(THE PROBLEM) Lines with the word "base" are the answer; copy each of them from the data below.

(DATA)
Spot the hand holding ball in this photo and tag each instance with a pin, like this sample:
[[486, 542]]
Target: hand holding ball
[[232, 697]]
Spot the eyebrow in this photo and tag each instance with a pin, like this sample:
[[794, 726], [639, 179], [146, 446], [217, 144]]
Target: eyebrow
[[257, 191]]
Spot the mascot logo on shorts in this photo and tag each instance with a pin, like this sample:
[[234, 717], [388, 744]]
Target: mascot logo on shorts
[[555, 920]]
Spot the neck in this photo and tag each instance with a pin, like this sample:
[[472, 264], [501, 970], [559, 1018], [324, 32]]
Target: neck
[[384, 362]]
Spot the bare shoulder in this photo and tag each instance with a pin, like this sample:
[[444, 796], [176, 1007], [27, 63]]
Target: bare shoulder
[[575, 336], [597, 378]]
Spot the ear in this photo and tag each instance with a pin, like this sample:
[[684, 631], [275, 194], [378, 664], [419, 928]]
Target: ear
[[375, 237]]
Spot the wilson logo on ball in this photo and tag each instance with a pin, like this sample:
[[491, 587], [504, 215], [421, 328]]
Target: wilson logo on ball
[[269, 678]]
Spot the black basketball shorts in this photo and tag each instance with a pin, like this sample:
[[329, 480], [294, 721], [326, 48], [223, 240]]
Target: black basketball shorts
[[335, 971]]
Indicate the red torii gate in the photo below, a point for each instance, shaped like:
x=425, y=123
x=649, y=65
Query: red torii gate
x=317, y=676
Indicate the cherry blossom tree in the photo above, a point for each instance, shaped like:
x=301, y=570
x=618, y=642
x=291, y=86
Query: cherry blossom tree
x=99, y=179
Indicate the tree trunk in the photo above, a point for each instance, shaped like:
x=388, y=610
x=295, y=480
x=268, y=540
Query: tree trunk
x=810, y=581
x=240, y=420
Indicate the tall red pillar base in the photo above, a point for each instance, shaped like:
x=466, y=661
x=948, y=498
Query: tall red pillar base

(FINISHED TASK)
Indicate the tall red pillar base in the photo above, a point for each instance, shaped like:
Query: tall red pillar base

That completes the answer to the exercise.